Exercise directions: Pictures aside, return all of the records exactly as they stand.

Data listing:
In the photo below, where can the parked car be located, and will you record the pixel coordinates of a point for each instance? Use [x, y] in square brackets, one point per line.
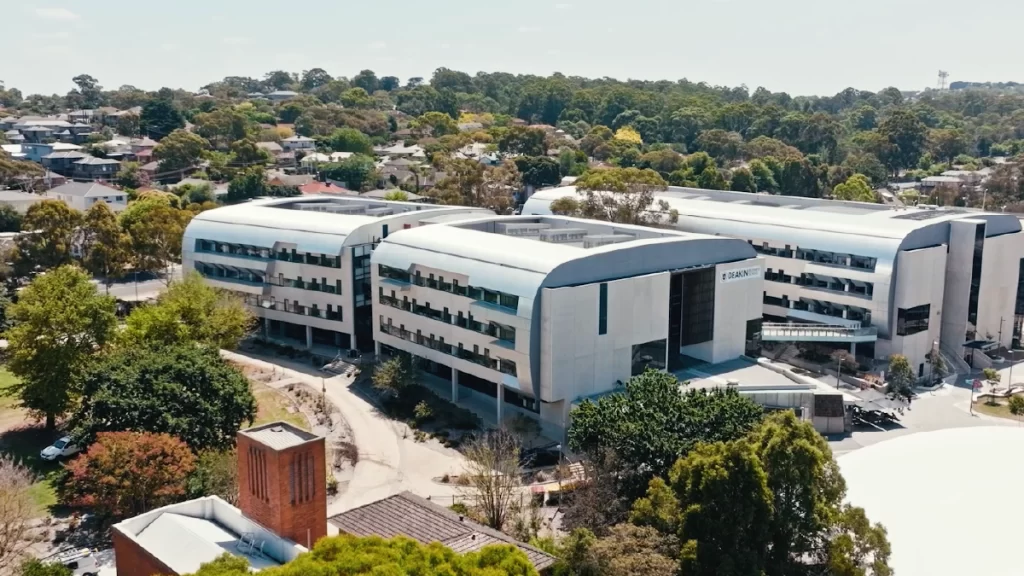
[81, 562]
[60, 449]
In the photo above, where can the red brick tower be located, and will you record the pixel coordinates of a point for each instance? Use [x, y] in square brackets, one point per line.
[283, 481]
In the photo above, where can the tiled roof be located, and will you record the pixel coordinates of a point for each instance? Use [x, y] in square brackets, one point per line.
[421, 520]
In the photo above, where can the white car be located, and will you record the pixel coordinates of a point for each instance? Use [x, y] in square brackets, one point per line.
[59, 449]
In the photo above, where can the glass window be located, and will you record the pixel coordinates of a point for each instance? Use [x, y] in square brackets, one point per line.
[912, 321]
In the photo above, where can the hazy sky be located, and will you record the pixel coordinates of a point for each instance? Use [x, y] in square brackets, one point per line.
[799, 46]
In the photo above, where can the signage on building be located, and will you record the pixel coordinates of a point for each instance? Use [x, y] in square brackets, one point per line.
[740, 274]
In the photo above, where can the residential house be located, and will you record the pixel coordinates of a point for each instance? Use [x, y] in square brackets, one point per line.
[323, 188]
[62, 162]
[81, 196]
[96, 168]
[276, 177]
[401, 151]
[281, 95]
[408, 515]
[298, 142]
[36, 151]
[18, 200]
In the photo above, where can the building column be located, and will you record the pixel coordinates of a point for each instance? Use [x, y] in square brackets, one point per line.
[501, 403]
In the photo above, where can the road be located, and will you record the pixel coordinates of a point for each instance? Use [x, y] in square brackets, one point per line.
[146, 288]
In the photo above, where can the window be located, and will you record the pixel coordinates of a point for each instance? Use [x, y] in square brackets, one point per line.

Response for this exercise:
In the photo below, where can the parked car be located, and will you record the pixel coordinates of a point for each instance? Use [x, y] in square brackets, one point per line.
[81, 562]
[60, 449]
In the photo above, where can the red brick tower be located, and will you record the pixel coordinates of a point for each instance? Use [x, y] in square brackets, one point per line.
[283, 481]
In the photo above, where can the tiled roof be located, and will you record the pixel coordinates of a point for each instance? Use [x, y] in square brackets, one point per line.
[421, 520]
In the photo above, where can the white car be located, and will you record the pixel coordinates of a point for each instance? Use [x, y] in square brackets, one point per line.
[59, 449]
In the photo above, where can the glass window be located, and will you record the pixel coordinates of a point for each instance? Use [x, y] in square brackets, one point per line.
[912, 321]
In the photo above, where can the hazy sky be located, and will you record the pixel coordinates of a point for each instance? Use [x, y] in square brackets, one point per line.
[799, 46]
In the photo above, where can the signage on building be located, and will you record the pixel coordinates of a point for each instance? Use [x, y] in square brackets, one point per line.
[740, 274]
In the photo above, where can the residential house be located, and will you record the pixel coordinates of a point for each instance? Use [x, y] in square brackets, one point per line.
[323, 188]
[62, 162]
[81, 196]
[96, 168]
[276, 177]
[401, 151]
[281, 95]
[408, 515]
[298, 142]
[36, 151]
[18, 200]
In the photo above, where can the building column be located, and will you record the pixel coordinates of a point for each instance? Use [x, y] in square brackets, one point per line.
[501, 403]
In the photo above, where can the road be located, and will you record the pixel coordinates of a point for each instance? Use [x, y] in square brackets, one point per line.
[146, 288]
In the photo above, where can the window be located, and will you record the pixel coordinates of a point for each instance? Use [x, y] in square brackets, one point per line.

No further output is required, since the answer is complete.